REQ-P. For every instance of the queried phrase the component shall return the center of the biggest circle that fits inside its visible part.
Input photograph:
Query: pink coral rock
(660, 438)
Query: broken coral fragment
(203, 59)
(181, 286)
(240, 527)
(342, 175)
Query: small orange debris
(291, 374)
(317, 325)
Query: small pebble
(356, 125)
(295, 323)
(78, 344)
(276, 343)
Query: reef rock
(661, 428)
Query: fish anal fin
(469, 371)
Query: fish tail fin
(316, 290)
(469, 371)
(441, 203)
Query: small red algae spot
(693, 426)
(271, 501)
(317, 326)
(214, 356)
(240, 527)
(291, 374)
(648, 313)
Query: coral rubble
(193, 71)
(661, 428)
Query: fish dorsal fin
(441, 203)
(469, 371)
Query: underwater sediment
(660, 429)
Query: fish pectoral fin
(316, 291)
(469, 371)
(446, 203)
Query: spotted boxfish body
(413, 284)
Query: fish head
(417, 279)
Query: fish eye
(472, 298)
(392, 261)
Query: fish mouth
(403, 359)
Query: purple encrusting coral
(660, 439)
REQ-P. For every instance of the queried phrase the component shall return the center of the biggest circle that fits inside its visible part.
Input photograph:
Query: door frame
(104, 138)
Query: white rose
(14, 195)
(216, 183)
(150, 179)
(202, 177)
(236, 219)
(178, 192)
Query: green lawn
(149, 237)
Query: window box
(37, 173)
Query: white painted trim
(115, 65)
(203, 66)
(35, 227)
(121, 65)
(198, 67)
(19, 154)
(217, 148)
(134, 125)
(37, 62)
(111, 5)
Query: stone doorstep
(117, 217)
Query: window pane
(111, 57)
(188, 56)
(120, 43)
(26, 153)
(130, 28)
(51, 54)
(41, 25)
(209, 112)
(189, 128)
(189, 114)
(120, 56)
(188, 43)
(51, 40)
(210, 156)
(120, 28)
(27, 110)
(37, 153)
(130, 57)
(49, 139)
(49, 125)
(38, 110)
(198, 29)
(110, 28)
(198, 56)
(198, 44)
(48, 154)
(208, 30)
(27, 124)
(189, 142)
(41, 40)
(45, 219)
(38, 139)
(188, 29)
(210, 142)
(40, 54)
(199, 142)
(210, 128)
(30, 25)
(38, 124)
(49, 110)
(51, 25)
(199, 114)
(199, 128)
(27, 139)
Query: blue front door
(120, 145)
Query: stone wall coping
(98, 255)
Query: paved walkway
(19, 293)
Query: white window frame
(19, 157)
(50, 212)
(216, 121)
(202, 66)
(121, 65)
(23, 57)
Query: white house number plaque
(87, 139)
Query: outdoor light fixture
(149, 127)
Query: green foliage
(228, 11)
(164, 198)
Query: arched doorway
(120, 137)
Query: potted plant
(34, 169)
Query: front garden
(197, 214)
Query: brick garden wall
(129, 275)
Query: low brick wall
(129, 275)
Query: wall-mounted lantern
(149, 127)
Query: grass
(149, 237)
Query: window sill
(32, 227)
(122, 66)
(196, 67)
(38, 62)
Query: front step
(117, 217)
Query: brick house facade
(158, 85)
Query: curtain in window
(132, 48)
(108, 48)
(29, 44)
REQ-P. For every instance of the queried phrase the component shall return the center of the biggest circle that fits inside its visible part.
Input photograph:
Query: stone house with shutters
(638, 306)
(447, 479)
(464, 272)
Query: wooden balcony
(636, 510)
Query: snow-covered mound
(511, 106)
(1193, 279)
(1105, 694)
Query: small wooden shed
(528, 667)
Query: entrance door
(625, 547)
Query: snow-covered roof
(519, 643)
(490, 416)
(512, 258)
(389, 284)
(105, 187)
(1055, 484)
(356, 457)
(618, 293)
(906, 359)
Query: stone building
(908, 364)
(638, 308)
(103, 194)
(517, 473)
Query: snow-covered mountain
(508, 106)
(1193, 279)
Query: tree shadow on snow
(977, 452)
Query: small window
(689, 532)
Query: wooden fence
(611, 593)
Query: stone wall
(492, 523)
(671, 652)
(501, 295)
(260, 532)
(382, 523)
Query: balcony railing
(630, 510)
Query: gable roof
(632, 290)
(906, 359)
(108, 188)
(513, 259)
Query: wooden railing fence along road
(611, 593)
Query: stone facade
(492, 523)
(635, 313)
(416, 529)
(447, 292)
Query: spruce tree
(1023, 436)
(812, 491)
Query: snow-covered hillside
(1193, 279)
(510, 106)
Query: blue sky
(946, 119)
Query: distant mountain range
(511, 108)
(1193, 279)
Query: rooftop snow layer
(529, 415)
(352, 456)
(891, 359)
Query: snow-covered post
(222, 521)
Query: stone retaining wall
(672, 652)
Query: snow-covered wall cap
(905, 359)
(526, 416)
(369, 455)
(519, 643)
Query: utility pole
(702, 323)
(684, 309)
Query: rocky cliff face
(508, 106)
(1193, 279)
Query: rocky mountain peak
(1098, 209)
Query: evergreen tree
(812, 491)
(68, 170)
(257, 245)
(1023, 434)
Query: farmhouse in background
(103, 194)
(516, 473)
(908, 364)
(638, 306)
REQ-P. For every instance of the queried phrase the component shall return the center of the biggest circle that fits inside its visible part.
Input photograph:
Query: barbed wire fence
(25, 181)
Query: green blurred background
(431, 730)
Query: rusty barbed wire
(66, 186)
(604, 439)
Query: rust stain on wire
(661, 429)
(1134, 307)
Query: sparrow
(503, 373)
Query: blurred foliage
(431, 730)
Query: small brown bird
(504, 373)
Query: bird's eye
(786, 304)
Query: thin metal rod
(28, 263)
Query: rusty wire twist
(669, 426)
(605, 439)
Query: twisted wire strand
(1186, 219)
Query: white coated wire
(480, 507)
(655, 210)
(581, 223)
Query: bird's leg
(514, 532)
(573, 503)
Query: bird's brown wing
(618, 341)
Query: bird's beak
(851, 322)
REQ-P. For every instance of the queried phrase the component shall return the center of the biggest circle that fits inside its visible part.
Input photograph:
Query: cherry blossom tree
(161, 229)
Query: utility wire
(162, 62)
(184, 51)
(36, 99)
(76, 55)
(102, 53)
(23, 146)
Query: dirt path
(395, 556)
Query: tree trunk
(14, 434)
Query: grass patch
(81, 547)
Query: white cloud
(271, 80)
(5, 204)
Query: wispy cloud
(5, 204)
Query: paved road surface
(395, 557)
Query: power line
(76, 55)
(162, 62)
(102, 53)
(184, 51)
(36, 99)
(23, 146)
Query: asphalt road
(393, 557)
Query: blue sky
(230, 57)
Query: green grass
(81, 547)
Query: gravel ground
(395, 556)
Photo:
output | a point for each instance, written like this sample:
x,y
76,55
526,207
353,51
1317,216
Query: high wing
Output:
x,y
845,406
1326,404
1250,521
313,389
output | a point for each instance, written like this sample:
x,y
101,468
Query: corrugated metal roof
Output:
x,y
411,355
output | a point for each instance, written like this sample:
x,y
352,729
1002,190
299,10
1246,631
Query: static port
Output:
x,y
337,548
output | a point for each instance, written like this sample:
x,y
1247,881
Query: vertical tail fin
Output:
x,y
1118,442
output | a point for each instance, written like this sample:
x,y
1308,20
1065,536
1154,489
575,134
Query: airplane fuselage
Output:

◆ ◆ ◆ ◆ ◆ ◆ ◆

Transcribe the listing from start to finish, exactly as given.

REQ-P. For every instance of the queried phrase the component shall return the center of the biggest circle that fits inside its visible part.
Input photograph:
Query: pink coral rock
(660, 438)
Query: broken coral fragment
(203, 59)
(181, 286)
(240, 527)
(342, 175)
Query: small orange debris
(291, 374)
(317, 325)
Query: small pebble
(356, 125)
(295, 323)
(78, 344)
(276, 343)
Query: reef rock
(661, 428)
Query: fish anal fin
(469, 371)
Query: fish tail fin
(316, 290)
(469, 371)
(441, 203)
Query: small red algae spot
(693, 426)
(271, 501)
(317, 326)
(214, 356)
(240, 527)
(291, 374)
(648, 313)
Query: coral rubble
(193, 71)
(661, 428)
Query: fish dorsal fin
(441, 203)
(469, 371)
Query: underwater sediment
(660, 429)
Query: fish pectoral fin
(316, 291)
(469, 371)
(446, 203)
Query: spotted boxfish body
(413, 284)
Query: fish head
(417, 279)
Query: fish eye
(472, 298)
(392, 261)
Query: fish mouth
(403, 359)
Query: purple encrusting coral
(660, 439)
REQ-P. For every instance of the queried phrase the component shall return the center of the biggest circle that fits inside its visible part.
Input photograph:
Query: door frame
(104, 138)
Query: white rose
(14, 195)
(216, 183)
(150, 179)
(202, 177)
(236, 219)
(178, 192)
Query: green lawn
(149, 237)
Query: window box
(37, 173)
Query: white painted trim
(115, 65)
(203, 66)
(35, 227)
(121, 65)
(198, 67)
(19, 154)
(217, 148)
(134, 125)
(37, 62)
(111, 5)
Query: stone doorstep
(117, 217)
Query: window pane
(111, 57)
(188, 56)
(120, 43)
(26, 153)
(130, 28)
(51, 54)
(41, 25)
(209, 112)
(189, 128)
(189, 114)
(120, 56)
(188, 43)
(51, 40)
(210, 156)
(120, 28)
(27, 110)
(37, 153)
(130, 57)
(49, 139)
(49, 125)
(38, 110)
(198, 29)
(110, 28)
(198, 56)
(198, 44)
(48, 154)
(208, 30)
(27, 124)
(189, 142)
(41, 40)
(45, 219)
(38, 139)
(188, 29)
(210, 142)
(40, 54)
(199, 142)
(210, 128)
(30, 25)
(38, 124)
(49, 110)
(51, 25)
(199, 114)
(199, 128)
(27, 139)
Query: blue front door
(120, 145)
Query: stone wall coping
(98, 255)
Query: paved walkway
(19, 293)
Query: white window frame
(19, 157)
(50, 212)
(216, 121)
(202, 66)
(121, 65)
(23, 57)
Query: white house number plaque
(87, 139)
Query: outdoor light fixture
(149, 127)
Query: green foliage
(228, 11)
(164, 198)
Query: arched doorway
(120, 137)
Query: potted plant
(34, 169)
Query: front garden
(197, 214)
Query: brick garden wall
(129, 275)
Query: low brick wall
(129, 275)
Query: wall-mounted lantern
(149, 127)
Query: grass
(149, 237)
Query: window sill
(32, 227)
(122, 66)
(196, 67)
(38, 62)
Query: front step
(117, 217)
Query: brick house facade
(158, 85)
Query: curtain in window
(132, 48)
(108, 48)
(29, 44)
REQ-P. For every instance of the queried phrase the component shall return the center of the biggest circle that fits inside its visible part.
Input photograph:
Query: stone house with shutters
(638, 306)
(447, 479)
(464, 272)
Query: wooden balcony
(636, 510)
Query: snow-covered mound
(511, 106)
(1193, 279)
(1105, 694)
Query: small wooden shed
(528, 667)
Query: entrance door
(625, 547)
Query: snow-covered roof
(519, 643)
(490, 416)
(512, 258)
(389, 284)
(105, 187)
(1055, 484)
(356, 457)
(618, 293)
(906, 359)
Query: stone building
(908, 364)
(638, 308)
(103, 194)
(517, 473)
Query: snow-covered mountain
(508, 106)
(1193, 279)
Query: tree shadow on snow
(977, 452)
Query: small window
(689, 532)
Query: wooden fence
(611, 593)
Query: stone wall
(492, 523)
(671, 652)
(501, 295)
(260, 532)
(382, 523)
Query: balcony railing
(630, 510)
Query: gable roof
(632, 290)
(906, 359)
(108, 188)
(513, 259)
Query: wooden railing fence along road
(611, 593)
Query: stone facade
(492, 523)
(635, 313)
(416, 529)
(447, 292)
Query: spruce tree
(1023, 436)
(812, 491)
Query: snow-covered hillside
(1193, 279)
(510, 106)
Query: blue sky
(946, 119)
Query: distant mountain range
(511, 108)
(1193, 279)
Query: rooftop snow layer
(529, 415)
(352, 456)
(891, 359)
Query: snow-covered post
(222, 521)
Query: stone retaining wall
(672, 652)
Query: snow-covered wall cap
(905, 359)
(526, 416)
(369, 455)
(519, 643)
Query: utility pole
(702, 323)
(684, 309)
Query: rocky cliff face
(508, 106)
(1193, 279)
Query: rocky mountain peak
(1098, 209)
Query: evergreen tree
(812, 491)
(68, 170)
(257, 245)
(1023, 434)
Query: farmhouse in background
(103, 194)
(516, 473)
(908, 364)
(638, 306)
REQ-P. For every instance of the queried phrase the component shall return the center of the biggest circle that fits inside its visible part.
Input photograph:
Query: barbed wire fence
(25, 181)
Query: green blurred background
(431, 730)
Query: rusty barbed wire
(66, 186)
(604, 439)
Query: rust stain on wire
(661, 429)
(1134, 307)
Query: sparrow
(503, 373)
Query: blurred foliage
(431, 730)
Query: small brown bird
(504, 373)
Query: bird's eye
(786, 304)
Query: thin metal rod
(28, 263)
Query: rusty wire twist
(669, 426)
(605, 439)
Query: twisted wire strand
(1186, 219)
Query: white coated wire
(480, 507)
(655, 210)
(581, 223)
Query: bird's leg
(514, 532)
(573, 503)
Query: bird's brown wing
(618, 341)
Query: bird's beak
(851, 322)
REQ-P. For every instance of the queried phrase the component shall return the center of the biggest circle that fits inside its visible part.
Input photograph:
Query: cherry blossom tree
(161, 229)
Query: utility wire
(162, 62)
(184, 51)
(36, 99)
(76, 55)
(102, 53)
(23, 146)
Query: dirt path
(395, 556)
Query: tree trunk
(14, 434)
Query: grass patch
(81, 547)
Query: white cloud
(271, 80)
(5, 204)
Query: wispy cloud
(5, 204)
Query: paved road surface
(395, 557)
Query: power line
(76, 55)
(162, 62)
(102, 53)
(184, 51)
(36, 99)
(23, 146)
Query: asphalt road
(393, 557)
Query: blue sky
(230, 57)
Query: green grass
(81, 547)
Query: gravel ground
(395, 556)
Photo:
output | a point for each instance, written like this sample:
x,y
76,55
526,207
353,51
1317,216
Query: high wing
Output:
x,y
845,406
1326,404
1250,521
313,389
output | a point for each instance, written like this sample:
x,y
101,468
Query: corrugated metal roof
Output:
x,y
411,355
output | a point for each instance, written like this sample:
x,y
352,729
1002,190
299,10
1246,631
Query: static port
Output:
x,y
337,548
output | a point for each instance, written like this sample:
x,y
1247,881
Query: vertical tail fin
Output:
x,y
1118,442
output | a point for each instance, written like this sample:
x,y
1308,20
1065,536
1154,489
575,134
Query: airplane fuselage
Output:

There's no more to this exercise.